• Zu erledigende Aufgaben
1. Gib bitte den Textausschnitt über Macron zwischen "Der Präsident könnte" und "eine grässliche Vorstellung.", beides einschließlich, erneut wieder und tausche dabei "Elysée-Palast" gegen "Amtssitz" aus.
2. Setze den Textausschnitt über Macron dort fort, wo er endet.

• Textausschnitt
╔══

Offiziell hat Darmanin das verpatzte Gesetz zu verantworten. Der rührige Innen- und Polizeiminister, der dem früheren Präsidenten Nicolas Sarkozy nacheifert und präsidiale Ambitionen für 2027 hegt, bot Macron der Form halber seinen Rücktritt an. Der Staatschef lehnte aber ab, um die Regierungskrise nicht noch weiter zu vertiefen. Dafür droht er nun selbst in die Schusslinie zu geraten.

Der Tumult um Macron folgt einem gesamteuropäischen Trend

Macron beschloss am Dienstag die Einsetzung einer paritätisch zusammengesetzten Parlamentskommission, die eigene Vorschläge für ein neues Migrationsrecht machen soll. Die Rechtsparteien dürften darin die Mehrheit stellen. Mit dieser Minimallösung wird er sich aber kaum aus der Affäre ziehen können. Le Pen verlangt Darmanins Demission und vor allem die Ansetzung von Neuwahlen. Macron kann dazu nicht Hand bieten; denn bei einem Wahlsieg seiner Erzfeindin Le Pen müsste er mit den Rechten eine Regierung nach dem Prinzip der „Cohabitation“ eingehen. Das kommt für ihn nicht in Frage.

Der Präsident könnte noch, wie dies öfters geschieht, seine Premierministerin Elisabeth Borne opfern. Dies würde ihm keine Parlamentsmehrheit verschaffen. Zunehmend isoliert, hat der Präsident mit der Einwanderungsvorlage die letzten Linken in seinem Lager brüskiert. Sein langjähriger Weggefährte Daniel Cohn-Bendit kündigte ihm diese Woche offiziell die Freundschaft auf. Auf der konservativen Seite sind die Republikaner aber auf Macron nicht besser zu sprechen. So muss er sich darauf einstellen, die verbleibenden dreieinhalb Jahre im Elysée-Palast daumendrehend zu verbringen. Für einen hyperaktiven Präsidenten eine grässliche Vorstellung.

╚══

• Bereitgestellte Daten

╔══

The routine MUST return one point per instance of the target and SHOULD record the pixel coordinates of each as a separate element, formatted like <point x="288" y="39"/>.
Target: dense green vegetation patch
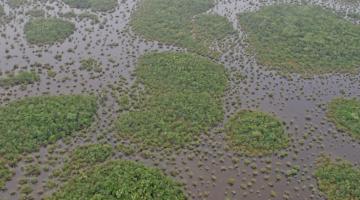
<point x="16" y="3"/>
<point x="255" y="133"/>
<point x="338" y="179"/>
<point x="94" y="5"/>
<point x="48" y="30"/>
<point x="174" y="21"/>
<point x="121" y="180"/>
<point x="5" y="173"/>
<point x="21" y="78"/>
<point x="183" y="98"/>
<point x="345" y="113"/>
<point x="91" y="64"/>
<point x="303" y="39"/>
<point x="27" y="124"/>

╚══

• Lösungen der Aufgaben
1.
Der Präsident könnte noch, wie dies öfters geschieht, seine Premierministerin Elisabeth Borne opfern. Dies würde ihm keine Parlamentsmehrheit verschaffen. Zunehmend isoliert, hat der Präsident mit der Einwanderungsvorlage die letzten Linken in seinem Lager brüskiert. Sein langjähriger Weggefährte Daniel Cohn-Bendit kündigte ihm diese Woche offiziell die Freundschaft auf. Auf der konservativen Seite sind die Republikaner aber auf Macron nicht besser zu sprechen. So muss er sich darauf einstellen, die verbleibenden dreieinhalb Jahre im Amtssitz daumendrehend zu verbringen. Für einen hyperaktiven Präsidenten eine grässliche Vorstellung.

2.
Der sehr pariserische Polit-Tumult um Macron folgt einem gesamteuropäischen Trend. Der französische Präsident, ein Mann der Mitte, der seinem Land einige Innovationen beschert hat, sieht sich zunehmend eingezwängt zwischen Blöcken, die zu bekämpfen er angetreten war. Auch in Spanien, Deutschland oder Großbritannien sind die Regierenden der gemäßigten Massenparteien von einst in der Defensive; in Italien, den Niederlanden, Ungarn, Finnland und vielleicht bald auch Österreich sind Rechte im Vormarsch oder bereits an der Macht. Und fast überall wegen der Migrationsfrage, an der auch die Mitte-Parteien nicht mehr vorbeikommen.